* PROBLEMS AND TASKS *
1. Copy the passage from the article on COVID-themed phishing below word for word, starting at "Danger in Numbers" and ending after "to the pandemic.".
2. Extend the article on COVID fearware below by writing the text that follows its final sentence.
---------- EXTRACT PROVIDED ----------
"COVID-19 Pandemic Relief Efforts Update" "COVID cleaning services" "Keeping Schools Safe from COVID-19 & Hazardous Disinfectants" "COVID lawsuits: Are you ready?"
While the COVID-19 pandemic is still part of nearly every conversation and every headline, email subject headings like those above might not raise alarm bells for the average recipient. In fact, even security defenses may struggle to recognize them as malicious. Nevertheless, they are a subset of phishing lures that researchers have dubbed "fearware," which arose at the beginning of the pandemic and continue to proliferate with the same nagging persistence as the virus.
"It might not be in your face, like, 'You have to click this or you get COVID!'" says Darktrace director of threat hunting Max Heinemeyer. However, the underlying theme, he says, is always fear.
That fear comes mixed in with some of social engineers' tried-and-tested go-to click inducers: a pinch of curiosity and a dash of urgency. "Click this to see how many people in your neighborhood are infected now," for example, Heinemeyer says. Or, "What does the new guidance mean for your child?"
COVID fearware techniques and perpetrators have varied widely, says Heinemeyer.
Phishing sites claimed to sell discounted personal protective equipment. Watering hole attacks targeted iOS users in Hong Kong with poisoned local news links. Widespread impersonation attacks purported to come from official sources like the World Health Organization. The Federal Communications Commission warned of phishing, SMiShing, and vishing campaigns around the availability of COVID-19 testing kits. The Department of Homeland Security issued a warning about a phishing attack that used the Small Business Association’s COVID-19 loan-relief program as bait, and used a spoofed version of the SBA’s loan-relief page to steal credentials.
But "The thing about fearware is that there's so much of it and every email is novel and bespoke," Heinemeyer says.
Danger in Numbers
As lockdown efforts began to hit the United Kingdom in mid-March, Darktrace detected that 18 percent of malicious emails were related to the pandemic or remote work; one week later, that number had jumped to 48 percent. Within six weeks it had risen above 6 in 10. In April, Google reported that nearly one-fifth of all phishing messages directed at Gmail users were related to the pandemic.
---------- SUPPLIED ENTRIES ----------
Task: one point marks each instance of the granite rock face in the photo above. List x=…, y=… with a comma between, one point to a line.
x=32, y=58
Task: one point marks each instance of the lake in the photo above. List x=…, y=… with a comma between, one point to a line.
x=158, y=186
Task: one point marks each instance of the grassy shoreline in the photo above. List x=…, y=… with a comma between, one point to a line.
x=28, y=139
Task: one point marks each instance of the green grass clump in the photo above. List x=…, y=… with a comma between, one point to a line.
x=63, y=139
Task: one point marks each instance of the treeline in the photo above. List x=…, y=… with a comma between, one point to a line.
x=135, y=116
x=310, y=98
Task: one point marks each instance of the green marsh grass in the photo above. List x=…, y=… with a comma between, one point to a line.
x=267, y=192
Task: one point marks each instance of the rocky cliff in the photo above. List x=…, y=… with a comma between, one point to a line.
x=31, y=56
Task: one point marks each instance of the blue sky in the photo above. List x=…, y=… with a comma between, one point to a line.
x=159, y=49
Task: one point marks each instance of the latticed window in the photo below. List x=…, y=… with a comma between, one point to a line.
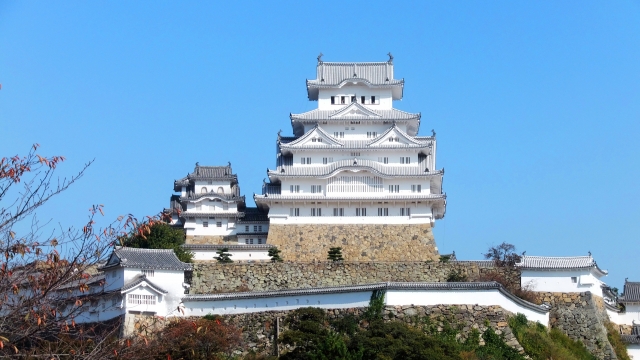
x=137, y=299
x=148, y=272
x=355, y=184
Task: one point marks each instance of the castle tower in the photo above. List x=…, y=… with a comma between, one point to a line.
x=355, y=174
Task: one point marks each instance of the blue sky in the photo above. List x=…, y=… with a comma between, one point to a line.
x=535, y=104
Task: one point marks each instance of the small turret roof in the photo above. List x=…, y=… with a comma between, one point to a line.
x=207, y=173
x=559, y=263
x=336, y=74
x=145, y=259
x=631, y=292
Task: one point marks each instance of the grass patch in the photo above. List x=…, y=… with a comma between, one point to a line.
x=616, y=341
x=540, y=344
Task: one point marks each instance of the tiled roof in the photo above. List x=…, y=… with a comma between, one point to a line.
x=192, y=247
x=193, y=214
x=382, y=115
x=375, y=73
x=631, y=292
x=558, y=263
x=138, y=279
x=368, y=197
x=207, y=173
x=379, y=142
x=353, y=164
x=162, y=259
x=455, y=286
x=252, y=215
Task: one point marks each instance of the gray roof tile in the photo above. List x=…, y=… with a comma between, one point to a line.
x=139, y=279
x=160, y=259
x=558, y=263
x=631, y=292
x=456, y=286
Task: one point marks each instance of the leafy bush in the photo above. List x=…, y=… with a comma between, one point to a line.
x=335, y=254
x=616, y=341
x=223, y=256
x=274, y=254
x=457, y=276
x=540, y=344
x=160, y=236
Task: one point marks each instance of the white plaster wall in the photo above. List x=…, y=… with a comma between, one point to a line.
x=420, y=214
x=249, y=227
x=560, y=281
x=236, y=255
x=631, y=314
x=199, y=184
x=241, y=306
x=361, y=299
x=634, y=351
x=467, y=297
x=392, y=155
x=194, y=226
x=168, y=280
x=114, y=279
x=404, y=186
x=382, y=95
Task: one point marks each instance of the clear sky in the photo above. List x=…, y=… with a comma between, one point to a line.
x=536, y=104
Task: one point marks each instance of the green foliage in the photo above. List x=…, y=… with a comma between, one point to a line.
x=161, y=236
x=616, y=341
x=376, y=306
x=496, y=348
x=306, y=332
x=274, y=254
x=223, y=256
x=311, y=336
x=457, y=276
x=540, y=344
x=212, y=317
x=503, y=254
x=335, y=254
x=396, y=340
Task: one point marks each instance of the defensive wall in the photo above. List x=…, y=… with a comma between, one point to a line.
x=213, y=277
x=359, y=242
x=261, y=329
x=582, y=316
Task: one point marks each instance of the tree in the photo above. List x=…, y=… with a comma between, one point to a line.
x=223, y=256
x=45, y=275
x=160, y=236
x=274, y=254
x=503, y=255
x=335, y=254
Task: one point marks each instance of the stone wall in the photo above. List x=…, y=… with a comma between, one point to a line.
x=213, y=277
x=581, y=316
x=212, y=239
x=380, y=242
x=260, y=329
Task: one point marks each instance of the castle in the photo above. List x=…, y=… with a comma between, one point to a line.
x=354, y=175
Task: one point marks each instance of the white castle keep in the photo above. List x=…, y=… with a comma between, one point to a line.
x=354, y=175
x=355, y=159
----------
* RESPONSES PER TASK *
1.
Danger in Numbers
As lockdown efforts began to hit the United Kingdom in mid-March, Darktrace detected that 18 percent of malicious emails were related to the pandemic or remote work; one week later, that number had jumped to 48 percent. Within six weeks it had risen above 6 in 10. In April, Google reported that nearly one-fifth of all phishing messages directed at Gmail users were related to the pandemic.

2.
Some security researchers have said the huge spike in messages is not so much from phishing as it is from simple spam. But the volume of messages is, itself, threatening, Heinemeyer says.
"There [have been] so many novel campaigns," he explains. "There was so much it almost seemed like email defenses were overwhelmed."
Heinemeyer admits he’s biased -- because Darktrace is a company that is focused on detecting new, novel threats -- but he says that fearware has highlighted the security industry’s overreliance on historical threat data to battle current threats.
History doesn't repeat itself
Some email security tools claim to use machine learning, but there is a distinction between supervised ML and unsupervised ML.
Supervised ML trains on datasets of known spam, known fraud and the like, to predict what new, novel messages should also be characterized as malicious; but Heinemeyer argues that this is still fundamentally based in the past. Unsupervised ML (used by Darktrace) learns and re-learns about the individual environment from the bottom-up, then searches for anomalies.
Regardless of what defense you choose, the responsibility for fighting fearware or other attacks, says Heinemeyer, should not get foisted onto the end-user.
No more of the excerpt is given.